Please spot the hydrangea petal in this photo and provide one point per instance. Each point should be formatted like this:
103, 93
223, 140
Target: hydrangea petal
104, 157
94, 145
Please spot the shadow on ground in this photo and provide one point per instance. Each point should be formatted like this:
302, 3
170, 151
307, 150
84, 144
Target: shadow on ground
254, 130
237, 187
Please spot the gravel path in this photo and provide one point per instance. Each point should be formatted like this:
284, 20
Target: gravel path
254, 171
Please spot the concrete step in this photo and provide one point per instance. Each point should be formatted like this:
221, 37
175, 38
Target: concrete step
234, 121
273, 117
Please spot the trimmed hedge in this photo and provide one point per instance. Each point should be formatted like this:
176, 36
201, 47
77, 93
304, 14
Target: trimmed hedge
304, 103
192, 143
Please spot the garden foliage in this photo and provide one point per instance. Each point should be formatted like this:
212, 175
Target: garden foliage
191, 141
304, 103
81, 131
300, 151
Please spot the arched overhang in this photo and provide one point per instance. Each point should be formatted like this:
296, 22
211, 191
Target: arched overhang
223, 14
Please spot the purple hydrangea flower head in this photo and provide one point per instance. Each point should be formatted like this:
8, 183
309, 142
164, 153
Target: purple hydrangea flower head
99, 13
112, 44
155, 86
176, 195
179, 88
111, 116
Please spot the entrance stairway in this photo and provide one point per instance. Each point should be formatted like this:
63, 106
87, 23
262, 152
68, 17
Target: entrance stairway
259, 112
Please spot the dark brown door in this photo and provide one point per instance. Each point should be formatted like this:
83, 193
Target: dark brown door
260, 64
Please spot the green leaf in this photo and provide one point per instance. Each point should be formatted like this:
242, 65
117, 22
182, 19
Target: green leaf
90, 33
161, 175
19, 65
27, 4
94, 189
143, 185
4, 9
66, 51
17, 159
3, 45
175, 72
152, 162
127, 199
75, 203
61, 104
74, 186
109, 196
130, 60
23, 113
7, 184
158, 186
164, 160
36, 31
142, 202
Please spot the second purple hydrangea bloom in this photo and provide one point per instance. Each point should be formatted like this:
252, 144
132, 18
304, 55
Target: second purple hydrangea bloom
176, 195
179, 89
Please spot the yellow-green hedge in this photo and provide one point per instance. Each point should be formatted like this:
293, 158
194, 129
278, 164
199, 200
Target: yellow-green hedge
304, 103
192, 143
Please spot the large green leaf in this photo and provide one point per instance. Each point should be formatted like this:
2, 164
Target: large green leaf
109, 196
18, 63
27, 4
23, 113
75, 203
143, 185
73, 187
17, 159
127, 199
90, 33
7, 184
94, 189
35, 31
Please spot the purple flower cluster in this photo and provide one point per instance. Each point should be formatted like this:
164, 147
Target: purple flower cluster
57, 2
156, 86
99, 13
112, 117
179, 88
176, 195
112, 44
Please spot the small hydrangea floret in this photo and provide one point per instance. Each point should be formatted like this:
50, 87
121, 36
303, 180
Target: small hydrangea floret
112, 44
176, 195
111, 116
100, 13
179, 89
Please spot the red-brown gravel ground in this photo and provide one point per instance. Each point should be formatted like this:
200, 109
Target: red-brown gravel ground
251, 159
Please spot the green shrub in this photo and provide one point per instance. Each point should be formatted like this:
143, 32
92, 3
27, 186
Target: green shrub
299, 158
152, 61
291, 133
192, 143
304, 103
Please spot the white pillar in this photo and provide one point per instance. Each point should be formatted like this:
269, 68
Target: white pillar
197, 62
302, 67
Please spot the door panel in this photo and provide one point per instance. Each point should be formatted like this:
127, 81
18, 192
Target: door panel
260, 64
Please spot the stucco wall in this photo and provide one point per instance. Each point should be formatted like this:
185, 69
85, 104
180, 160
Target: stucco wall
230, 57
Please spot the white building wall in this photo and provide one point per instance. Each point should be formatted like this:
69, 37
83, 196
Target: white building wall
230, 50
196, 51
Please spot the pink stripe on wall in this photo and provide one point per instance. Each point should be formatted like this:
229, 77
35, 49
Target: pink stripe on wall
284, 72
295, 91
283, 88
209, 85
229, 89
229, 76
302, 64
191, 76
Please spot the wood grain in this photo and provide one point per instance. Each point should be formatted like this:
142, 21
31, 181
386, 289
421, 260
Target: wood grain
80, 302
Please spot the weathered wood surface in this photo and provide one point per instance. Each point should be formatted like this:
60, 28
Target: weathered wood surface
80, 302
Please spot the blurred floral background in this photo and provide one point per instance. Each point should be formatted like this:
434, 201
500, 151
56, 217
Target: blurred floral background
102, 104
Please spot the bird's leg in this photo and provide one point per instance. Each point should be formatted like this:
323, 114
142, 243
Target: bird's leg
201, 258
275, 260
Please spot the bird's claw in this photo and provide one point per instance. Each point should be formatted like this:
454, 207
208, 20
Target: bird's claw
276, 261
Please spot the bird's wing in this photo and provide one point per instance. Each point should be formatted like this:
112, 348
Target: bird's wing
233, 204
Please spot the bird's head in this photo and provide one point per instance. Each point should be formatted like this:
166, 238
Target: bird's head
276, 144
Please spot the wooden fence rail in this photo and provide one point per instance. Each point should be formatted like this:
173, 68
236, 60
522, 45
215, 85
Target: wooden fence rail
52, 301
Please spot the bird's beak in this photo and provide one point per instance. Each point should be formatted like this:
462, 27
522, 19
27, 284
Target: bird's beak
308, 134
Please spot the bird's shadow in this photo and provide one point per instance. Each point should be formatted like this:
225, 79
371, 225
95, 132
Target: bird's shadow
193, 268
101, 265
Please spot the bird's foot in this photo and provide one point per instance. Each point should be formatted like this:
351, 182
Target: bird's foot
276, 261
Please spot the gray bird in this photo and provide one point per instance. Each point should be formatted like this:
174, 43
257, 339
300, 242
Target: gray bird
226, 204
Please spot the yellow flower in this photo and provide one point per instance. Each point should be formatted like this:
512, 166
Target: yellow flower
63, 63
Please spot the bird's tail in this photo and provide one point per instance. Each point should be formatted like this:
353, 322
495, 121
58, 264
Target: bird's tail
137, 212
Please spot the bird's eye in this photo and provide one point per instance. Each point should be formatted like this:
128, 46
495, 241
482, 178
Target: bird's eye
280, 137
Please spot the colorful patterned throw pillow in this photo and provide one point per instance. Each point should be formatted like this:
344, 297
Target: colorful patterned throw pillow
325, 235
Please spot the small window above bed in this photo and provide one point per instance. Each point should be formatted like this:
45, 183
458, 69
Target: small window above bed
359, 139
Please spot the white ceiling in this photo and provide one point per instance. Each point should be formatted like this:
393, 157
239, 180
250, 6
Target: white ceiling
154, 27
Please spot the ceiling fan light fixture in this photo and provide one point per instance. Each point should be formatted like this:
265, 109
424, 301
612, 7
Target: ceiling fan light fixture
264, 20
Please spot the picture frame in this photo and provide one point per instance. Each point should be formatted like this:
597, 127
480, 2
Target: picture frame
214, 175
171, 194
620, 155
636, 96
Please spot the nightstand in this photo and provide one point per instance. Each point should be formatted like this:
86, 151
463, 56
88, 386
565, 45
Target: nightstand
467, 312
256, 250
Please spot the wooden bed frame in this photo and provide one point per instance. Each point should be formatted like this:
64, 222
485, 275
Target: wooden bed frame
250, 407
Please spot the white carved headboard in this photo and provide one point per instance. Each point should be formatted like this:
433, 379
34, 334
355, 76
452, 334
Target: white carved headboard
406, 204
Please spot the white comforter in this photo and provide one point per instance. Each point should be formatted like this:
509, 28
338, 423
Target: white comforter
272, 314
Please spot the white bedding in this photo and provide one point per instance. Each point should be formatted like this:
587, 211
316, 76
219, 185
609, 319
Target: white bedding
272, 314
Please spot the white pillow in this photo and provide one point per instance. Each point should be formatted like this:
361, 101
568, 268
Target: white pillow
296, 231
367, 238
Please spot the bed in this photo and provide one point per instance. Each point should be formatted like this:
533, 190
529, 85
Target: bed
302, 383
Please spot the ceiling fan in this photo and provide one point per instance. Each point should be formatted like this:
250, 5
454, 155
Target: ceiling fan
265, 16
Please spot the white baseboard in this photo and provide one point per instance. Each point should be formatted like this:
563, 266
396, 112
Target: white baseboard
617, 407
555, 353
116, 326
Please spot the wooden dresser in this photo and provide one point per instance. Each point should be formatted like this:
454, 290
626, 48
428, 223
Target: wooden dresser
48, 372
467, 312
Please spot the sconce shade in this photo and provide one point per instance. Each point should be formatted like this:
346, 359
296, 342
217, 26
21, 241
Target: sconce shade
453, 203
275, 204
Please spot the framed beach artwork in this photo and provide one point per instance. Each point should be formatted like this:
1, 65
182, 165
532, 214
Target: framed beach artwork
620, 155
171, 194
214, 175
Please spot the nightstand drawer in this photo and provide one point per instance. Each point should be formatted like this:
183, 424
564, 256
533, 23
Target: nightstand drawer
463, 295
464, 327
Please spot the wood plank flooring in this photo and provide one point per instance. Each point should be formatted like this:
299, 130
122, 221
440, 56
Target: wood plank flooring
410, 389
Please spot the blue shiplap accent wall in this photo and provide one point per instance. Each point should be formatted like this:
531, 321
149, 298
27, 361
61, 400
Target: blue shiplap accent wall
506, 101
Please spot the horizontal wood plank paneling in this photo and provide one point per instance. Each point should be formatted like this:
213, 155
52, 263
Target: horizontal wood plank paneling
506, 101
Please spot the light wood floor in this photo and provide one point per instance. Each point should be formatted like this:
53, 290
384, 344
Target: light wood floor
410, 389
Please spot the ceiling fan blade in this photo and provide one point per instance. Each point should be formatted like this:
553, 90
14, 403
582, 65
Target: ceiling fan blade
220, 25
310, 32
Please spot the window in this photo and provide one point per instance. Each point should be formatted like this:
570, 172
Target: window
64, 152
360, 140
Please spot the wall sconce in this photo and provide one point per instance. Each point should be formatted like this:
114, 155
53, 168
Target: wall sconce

^^^^

▸ Written problem: Update the rows from the line containing "Please spot the ceiling fan blade" through the end of the rows, inclusive, by replacing "wall sconce" with "pendant lamp" and leaving everything else unchanged.

▸ Correct output:
Please spot the ceiling fan blade in this photo and provide one point per instance. Each point should be formatted like this:
553, 90
14, 403
582, 65
Target: ceiling fan blade
220, 25
310, 32
Please spot the window in this photo and provide one point per instance. Each point should be formatted like this:
570, 172
Target: window
64, 152
360, 140
Please spot the pendant lamp in this photo and provide one point per instance. Each point should be formatted like this:
114, 155
53, 168
Target: pendant lamp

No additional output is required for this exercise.